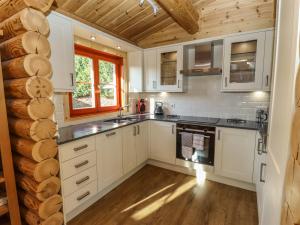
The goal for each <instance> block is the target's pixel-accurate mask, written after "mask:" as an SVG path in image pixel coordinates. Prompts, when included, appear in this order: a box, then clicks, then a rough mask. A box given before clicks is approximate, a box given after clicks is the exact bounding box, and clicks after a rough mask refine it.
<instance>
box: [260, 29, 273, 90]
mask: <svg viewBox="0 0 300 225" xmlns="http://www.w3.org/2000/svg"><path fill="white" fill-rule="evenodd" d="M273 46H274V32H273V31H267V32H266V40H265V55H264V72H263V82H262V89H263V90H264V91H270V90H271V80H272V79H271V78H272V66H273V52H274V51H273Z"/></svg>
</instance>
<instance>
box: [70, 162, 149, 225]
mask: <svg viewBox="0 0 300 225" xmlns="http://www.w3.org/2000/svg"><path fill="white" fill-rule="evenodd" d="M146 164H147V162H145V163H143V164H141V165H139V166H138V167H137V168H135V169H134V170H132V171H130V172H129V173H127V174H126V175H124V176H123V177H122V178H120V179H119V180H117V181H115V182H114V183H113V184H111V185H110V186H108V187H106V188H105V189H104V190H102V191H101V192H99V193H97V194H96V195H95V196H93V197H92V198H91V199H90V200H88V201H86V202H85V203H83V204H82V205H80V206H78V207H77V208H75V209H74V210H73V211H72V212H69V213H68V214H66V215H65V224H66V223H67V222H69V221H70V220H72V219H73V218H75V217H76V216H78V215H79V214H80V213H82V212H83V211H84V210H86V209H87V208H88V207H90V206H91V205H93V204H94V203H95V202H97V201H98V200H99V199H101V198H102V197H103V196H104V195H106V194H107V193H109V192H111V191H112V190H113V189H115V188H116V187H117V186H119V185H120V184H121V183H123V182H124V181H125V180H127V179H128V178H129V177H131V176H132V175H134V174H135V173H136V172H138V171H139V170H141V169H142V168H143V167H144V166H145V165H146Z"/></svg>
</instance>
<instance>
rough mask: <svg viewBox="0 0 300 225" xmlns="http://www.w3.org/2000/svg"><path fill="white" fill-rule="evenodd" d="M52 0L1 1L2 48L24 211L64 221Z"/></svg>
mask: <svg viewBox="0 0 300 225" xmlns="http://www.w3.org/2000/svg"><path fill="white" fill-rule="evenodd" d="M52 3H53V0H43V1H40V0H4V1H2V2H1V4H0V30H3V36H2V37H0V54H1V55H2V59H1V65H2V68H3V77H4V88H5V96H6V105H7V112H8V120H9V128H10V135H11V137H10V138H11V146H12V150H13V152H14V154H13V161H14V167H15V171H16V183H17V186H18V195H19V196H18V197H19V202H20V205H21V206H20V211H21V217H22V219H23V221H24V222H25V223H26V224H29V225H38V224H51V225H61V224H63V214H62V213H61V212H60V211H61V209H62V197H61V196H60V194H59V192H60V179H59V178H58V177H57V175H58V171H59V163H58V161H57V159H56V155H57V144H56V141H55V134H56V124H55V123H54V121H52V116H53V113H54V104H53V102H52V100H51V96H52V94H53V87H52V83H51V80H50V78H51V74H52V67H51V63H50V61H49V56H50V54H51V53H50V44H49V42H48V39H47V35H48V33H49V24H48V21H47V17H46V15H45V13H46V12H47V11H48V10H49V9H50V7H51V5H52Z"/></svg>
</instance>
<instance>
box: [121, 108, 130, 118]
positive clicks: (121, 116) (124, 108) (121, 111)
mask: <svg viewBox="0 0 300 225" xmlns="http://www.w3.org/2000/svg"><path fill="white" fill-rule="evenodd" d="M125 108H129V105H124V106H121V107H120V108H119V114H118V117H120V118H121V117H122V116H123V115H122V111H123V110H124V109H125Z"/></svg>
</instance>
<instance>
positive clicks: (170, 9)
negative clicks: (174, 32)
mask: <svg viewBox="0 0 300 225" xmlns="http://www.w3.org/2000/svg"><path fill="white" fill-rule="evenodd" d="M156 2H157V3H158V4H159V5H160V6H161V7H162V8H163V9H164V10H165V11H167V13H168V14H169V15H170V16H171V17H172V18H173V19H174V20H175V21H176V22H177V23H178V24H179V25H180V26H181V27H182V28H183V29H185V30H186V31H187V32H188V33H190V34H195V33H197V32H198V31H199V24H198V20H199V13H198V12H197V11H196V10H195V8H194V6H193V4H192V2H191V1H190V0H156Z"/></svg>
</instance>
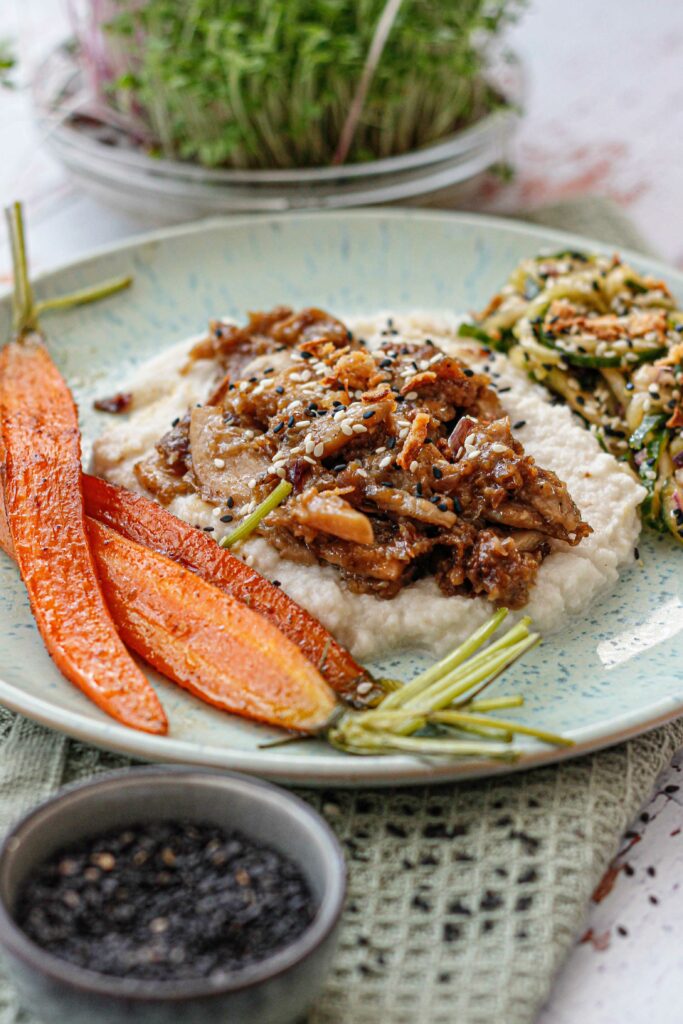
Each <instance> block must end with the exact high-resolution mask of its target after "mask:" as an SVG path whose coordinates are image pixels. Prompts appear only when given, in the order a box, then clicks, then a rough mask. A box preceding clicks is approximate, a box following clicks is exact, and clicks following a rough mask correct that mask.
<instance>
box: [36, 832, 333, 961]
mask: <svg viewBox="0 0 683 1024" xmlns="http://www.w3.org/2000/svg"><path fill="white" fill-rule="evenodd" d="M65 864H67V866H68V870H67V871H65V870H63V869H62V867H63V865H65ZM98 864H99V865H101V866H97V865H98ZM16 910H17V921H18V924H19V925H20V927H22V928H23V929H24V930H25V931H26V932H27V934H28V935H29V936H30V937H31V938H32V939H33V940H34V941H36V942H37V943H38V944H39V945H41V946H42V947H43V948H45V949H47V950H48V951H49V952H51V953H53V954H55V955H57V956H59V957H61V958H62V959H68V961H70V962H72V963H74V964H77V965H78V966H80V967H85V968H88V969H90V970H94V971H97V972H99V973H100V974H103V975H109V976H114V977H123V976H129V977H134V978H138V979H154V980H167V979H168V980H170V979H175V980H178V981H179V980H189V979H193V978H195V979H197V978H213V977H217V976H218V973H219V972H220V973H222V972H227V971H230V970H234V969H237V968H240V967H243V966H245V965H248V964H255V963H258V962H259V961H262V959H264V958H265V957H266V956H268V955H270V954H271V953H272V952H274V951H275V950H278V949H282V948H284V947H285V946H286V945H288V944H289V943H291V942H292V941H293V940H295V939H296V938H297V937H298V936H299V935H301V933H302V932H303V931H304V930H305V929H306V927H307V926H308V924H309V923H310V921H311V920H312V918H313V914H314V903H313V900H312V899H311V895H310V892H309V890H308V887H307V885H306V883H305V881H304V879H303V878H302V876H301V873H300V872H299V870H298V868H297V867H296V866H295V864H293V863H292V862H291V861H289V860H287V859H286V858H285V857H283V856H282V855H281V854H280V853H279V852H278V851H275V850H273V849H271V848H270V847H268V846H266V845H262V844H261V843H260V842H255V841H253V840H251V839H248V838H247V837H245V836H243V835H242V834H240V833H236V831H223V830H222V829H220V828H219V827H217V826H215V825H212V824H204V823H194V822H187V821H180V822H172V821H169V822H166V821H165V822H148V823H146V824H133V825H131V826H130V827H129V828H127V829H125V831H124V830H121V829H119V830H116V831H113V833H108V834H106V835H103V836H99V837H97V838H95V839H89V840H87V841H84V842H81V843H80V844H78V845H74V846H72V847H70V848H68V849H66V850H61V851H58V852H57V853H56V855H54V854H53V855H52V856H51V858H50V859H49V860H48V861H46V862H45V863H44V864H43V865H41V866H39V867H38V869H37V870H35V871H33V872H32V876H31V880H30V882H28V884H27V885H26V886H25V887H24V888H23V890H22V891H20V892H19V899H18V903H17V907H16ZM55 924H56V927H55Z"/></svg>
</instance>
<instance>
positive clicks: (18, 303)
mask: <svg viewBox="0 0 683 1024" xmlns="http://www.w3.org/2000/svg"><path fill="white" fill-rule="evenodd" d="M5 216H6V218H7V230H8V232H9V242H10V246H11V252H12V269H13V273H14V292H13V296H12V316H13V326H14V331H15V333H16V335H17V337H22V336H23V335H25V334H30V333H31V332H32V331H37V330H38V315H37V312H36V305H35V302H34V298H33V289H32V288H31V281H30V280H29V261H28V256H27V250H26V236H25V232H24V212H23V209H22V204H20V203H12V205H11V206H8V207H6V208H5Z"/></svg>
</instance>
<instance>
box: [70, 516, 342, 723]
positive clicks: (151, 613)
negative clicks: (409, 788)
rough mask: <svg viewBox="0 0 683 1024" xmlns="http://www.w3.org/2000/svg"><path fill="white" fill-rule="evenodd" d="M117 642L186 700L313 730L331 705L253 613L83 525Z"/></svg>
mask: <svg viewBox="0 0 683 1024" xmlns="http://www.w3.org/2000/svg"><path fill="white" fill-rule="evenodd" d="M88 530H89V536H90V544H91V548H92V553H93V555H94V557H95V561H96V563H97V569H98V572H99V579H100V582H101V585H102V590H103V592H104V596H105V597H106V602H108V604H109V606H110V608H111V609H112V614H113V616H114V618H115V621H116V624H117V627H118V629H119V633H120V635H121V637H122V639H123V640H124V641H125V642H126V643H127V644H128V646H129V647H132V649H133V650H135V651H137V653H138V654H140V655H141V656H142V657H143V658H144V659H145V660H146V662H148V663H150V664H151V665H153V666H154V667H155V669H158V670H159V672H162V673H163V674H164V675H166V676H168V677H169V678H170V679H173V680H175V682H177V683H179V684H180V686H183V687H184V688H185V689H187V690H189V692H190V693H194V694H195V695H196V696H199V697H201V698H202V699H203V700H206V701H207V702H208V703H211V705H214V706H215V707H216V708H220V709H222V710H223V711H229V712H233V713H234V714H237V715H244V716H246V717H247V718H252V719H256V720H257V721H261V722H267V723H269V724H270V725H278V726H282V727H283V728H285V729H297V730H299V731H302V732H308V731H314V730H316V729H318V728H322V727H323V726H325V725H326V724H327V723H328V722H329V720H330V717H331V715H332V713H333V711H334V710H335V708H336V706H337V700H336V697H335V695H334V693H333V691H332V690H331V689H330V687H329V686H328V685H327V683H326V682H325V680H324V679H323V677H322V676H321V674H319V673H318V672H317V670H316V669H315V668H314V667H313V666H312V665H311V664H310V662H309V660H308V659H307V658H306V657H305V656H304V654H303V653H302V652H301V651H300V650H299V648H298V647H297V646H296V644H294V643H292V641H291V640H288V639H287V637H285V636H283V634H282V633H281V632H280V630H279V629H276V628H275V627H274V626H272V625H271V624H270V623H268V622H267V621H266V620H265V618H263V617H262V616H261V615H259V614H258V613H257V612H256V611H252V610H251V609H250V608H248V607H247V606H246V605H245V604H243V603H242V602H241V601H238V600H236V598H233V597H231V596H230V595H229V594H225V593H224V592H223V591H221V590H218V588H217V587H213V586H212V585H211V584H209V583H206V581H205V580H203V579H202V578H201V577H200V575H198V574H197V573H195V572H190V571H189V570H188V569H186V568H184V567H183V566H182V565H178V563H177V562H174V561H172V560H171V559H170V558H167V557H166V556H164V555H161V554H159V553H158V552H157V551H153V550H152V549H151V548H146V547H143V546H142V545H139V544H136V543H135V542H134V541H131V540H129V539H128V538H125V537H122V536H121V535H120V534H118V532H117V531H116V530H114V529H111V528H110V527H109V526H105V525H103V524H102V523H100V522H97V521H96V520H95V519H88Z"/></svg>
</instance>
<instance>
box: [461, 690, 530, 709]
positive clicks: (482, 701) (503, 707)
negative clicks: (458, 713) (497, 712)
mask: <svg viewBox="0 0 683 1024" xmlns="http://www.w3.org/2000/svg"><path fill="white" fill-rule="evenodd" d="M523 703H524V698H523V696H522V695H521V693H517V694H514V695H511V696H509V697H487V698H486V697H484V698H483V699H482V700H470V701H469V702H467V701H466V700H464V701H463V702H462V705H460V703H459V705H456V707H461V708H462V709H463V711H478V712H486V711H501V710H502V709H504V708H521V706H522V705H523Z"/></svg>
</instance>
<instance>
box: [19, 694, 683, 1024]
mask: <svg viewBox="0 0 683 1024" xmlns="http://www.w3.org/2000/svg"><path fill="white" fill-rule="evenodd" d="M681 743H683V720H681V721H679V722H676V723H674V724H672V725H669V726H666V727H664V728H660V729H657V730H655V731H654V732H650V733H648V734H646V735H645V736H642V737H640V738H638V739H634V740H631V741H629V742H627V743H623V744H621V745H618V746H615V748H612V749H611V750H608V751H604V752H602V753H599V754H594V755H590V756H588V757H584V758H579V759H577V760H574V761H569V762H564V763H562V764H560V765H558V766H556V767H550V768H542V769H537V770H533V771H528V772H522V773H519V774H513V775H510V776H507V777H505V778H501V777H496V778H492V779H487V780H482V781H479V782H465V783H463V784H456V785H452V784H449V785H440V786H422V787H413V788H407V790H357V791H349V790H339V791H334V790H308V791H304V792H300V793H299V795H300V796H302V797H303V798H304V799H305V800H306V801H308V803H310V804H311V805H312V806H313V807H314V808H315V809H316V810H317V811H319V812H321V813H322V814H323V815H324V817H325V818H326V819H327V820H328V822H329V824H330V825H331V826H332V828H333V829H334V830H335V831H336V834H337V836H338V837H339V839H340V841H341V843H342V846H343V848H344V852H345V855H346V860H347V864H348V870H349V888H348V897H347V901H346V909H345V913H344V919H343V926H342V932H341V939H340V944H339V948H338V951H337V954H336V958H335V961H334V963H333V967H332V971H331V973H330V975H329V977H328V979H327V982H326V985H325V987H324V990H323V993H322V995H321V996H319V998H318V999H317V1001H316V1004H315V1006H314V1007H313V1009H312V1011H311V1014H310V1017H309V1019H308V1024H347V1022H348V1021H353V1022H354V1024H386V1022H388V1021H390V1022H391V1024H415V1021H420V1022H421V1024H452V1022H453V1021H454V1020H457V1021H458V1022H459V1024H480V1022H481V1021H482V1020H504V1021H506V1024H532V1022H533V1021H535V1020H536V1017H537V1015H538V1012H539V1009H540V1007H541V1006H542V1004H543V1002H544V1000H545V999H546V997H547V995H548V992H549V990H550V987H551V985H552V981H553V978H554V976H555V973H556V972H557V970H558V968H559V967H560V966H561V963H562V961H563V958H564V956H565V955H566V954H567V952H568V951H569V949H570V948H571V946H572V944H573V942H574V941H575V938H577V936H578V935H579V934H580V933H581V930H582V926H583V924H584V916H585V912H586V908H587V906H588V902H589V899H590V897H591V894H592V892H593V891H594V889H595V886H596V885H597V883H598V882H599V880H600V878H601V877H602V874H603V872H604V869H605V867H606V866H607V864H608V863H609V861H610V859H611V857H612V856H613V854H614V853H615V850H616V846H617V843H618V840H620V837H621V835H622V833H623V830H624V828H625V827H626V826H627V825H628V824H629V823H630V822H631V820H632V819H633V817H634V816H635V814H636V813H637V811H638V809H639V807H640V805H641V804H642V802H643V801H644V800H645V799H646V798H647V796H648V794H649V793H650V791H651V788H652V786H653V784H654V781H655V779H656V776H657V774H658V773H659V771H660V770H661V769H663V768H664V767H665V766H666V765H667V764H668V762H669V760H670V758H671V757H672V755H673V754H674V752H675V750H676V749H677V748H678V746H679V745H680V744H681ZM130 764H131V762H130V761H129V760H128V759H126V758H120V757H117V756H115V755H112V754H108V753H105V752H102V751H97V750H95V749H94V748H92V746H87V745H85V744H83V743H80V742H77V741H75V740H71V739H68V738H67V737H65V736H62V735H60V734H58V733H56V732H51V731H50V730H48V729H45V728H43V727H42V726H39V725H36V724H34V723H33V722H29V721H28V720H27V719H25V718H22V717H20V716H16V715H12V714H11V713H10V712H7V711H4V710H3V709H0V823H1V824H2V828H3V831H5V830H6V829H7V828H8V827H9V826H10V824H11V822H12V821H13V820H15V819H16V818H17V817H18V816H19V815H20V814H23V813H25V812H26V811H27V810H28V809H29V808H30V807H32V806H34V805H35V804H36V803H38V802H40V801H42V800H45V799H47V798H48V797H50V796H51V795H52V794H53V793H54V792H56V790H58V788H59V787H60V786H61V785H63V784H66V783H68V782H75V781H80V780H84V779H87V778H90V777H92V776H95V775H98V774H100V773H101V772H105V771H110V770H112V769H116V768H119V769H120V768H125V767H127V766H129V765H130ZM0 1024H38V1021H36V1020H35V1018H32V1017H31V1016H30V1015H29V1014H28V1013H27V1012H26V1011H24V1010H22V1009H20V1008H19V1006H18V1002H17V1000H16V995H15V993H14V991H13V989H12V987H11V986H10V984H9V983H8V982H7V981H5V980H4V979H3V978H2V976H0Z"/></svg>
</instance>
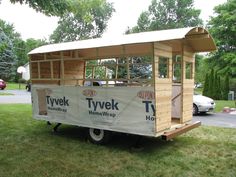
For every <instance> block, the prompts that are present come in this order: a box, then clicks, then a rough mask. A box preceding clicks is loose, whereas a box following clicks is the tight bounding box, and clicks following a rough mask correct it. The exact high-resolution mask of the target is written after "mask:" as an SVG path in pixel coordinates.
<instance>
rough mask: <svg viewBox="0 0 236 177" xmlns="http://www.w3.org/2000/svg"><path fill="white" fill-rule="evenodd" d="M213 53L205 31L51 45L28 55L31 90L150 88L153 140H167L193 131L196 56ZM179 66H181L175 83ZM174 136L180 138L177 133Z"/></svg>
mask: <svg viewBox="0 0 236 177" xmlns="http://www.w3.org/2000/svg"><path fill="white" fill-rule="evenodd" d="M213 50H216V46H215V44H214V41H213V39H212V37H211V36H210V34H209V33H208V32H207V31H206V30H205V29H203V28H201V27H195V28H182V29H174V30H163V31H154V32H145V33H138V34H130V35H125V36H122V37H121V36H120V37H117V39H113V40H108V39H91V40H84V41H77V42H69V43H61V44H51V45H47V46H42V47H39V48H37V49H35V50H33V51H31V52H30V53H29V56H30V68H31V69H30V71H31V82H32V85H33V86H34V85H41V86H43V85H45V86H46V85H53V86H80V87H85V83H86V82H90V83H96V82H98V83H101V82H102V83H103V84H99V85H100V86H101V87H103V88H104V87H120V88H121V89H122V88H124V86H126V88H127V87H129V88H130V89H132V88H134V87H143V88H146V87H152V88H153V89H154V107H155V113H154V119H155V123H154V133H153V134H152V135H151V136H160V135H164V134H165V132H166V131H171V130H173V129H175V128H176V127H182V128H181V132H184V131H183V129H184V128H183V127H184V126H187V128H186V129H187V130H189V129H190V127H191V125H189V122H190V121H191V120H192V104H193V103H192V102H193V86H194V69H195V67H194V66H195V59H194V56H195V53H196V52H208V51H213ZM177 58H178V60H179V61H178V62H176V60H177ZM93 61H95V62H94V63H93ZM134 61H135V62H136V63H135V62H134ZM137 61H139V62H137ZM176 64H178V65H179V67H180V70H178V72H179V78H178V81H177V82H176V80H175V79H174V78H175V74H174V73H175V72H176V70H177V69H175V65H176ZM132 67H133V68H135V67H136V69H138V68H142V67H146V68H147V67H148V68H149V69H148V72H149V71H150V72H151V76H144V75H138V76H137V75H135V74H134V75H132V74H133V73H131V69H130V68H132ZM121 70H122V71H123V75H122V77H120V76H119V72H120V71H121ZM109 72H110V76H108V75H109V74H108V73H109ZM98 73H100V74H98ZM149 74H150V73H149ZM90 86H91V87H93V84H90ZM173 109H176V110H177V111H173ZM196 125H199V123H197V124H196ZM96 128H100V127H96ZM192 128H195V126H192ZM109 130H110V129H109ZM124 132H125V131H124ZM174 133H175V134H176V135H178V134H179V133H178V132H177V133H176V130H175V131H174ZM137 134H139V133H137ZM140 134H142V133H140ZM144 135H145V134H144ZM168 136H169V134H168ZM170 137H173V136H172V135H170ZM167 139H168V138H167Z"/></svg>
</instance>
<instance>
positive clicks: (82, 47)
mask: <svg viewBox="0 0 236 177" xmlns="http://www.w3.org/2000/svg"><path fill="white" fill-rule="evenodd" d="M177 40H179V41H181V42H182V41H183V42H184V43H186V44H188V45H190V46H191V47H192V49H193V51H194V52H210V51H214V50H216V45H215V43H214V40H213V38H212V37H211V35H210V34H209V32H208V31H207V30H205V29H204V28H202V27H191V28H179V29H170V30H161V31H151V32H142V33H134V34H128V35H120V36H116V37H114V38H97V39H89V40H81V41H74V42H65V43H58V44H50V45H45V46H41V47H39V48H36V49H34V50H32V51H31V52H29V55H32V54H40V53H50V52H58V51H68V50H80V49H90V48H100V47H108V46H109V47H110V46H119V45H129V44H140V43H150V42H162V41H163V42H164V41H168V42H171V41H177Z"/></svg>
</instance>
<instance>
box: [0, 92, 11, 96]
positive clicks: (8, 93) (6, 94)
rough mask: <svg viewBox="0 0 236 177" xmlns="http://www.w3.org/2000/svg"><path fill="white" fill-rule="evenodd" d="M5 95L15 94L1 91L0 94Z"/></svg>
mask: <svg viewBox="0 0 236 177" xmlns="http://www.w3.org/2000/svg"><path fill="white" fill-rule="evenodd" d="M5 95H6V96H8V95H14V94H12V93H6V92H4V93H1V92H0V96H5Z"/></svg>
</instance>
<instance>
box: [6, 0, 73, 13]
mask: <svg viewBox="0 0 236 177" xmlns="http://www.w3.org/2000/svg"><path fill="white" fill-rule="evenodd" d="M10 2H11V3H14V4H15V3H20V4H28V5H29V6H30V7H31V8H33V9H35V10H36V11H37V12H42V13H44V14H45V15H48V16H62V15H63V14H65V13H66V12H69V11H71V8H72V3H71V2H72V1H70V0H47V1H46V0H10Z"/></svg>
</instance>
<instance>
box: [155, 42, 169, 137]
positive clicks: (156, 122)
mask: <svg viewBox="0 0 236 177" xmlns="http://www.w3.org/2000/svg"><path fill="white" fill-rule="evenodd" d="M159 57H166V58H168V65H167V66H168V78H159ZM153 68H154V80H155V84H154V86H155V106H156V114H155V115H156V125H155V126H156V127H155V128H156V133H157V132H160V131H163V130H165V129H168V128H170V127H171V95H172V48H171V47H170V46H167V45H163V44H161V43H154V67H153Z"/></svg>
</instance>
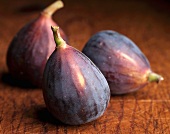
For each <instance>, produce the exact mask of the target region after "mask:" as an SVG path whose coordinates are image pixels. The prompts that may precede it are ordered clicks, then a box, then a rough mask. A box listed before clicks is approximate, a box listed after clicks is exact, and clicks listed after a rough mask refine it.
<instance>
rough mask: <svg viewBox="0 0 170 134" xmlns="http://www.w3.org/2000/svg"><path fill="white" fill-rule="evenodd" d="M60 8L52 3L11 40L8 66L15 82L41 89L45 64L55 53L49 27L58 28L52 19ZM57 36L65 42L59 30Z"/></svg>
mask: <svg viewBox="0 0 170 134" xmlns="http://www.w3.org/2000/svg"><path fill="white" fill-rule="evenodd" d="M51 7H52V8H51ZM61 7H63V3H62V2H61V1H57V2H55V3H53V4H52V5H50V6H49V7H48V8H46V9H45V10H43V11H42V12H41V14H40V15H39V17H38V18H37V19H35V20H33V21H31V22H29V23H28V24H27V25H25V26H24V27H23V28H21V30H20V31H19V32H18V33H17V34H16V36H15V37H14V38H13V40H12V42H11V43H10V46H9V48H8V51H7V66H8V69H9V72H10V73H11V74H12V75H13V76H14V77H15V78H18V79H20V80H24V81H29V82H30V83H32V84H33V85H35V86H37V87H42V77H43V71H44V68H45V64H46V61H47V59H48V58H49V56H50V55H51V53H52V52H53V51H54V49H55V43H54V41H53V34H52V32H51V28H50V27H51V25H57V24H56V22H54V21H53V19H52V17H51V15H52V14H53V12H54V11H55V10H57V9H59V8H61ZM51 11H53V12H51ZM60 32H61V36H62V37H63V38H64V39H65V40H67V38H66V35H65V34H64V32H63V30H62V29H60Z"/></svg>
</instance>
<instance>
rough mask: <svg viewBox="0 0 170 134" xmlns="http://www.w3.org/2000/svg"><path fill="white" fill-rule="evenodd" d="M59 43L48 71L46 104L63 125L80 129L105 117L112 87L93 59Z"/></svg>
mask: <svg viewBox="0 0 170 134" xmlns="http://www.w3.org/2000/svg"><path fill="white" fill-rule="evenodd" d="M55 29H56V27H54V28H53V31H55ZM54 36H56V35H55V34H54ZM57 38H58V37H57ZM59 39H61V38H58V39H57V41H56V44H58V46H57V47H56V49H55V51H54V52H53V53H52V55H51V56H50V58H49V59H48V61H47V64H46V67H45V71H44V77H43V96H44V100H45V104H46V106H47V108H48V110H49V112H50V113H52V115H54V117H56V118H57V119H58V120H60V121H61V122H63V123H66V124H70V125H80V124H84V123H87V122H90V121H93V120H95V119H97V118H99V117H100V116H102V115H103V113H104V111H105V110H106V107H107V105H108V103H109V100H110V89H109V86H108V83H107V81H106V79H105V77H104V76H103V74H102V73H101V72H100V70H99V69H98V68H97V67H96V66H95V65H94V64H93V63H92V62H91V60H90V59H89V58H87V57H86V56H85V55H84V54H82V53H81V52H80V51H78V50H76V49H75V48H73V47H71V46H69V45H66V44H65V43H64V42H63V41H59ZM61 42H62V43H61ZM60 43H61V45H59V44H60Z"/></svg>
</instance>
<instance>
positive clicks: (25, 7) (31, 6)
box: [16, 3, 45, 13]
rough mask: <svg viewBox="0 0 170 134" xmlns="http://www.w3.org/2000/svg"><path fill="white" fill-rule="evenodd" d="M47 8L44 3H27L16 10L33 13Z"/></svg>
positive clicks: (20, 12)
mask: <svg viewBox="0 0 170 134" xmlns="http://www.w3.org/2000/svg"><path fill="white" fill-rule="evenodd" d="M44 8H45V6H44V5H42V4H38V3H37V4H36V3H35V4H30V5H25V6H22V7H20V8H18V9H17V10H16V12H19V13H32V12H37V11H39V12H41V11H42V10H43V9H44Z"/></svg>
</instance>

* * * * * * *

■ Work instruction:
Copy word for word the lines from the start of the items through the line containing "box: [260, 29, 273, 90]", both included. Leave the pictures out of your answer.

■ Solution to the problem:
The goal for each <instance> block is the target's pixel-accurate mask, written after "mask:" as an SVG path in image pixel coordinates. Prompts, when included, appear in this order: a box, then clicks, then a rough mask. A box given before clicks is approximate, a box given after clicks is the exact bounding box, and clicks after a rough mask refine it.
<instance>
box: [260, 29, 273, 90]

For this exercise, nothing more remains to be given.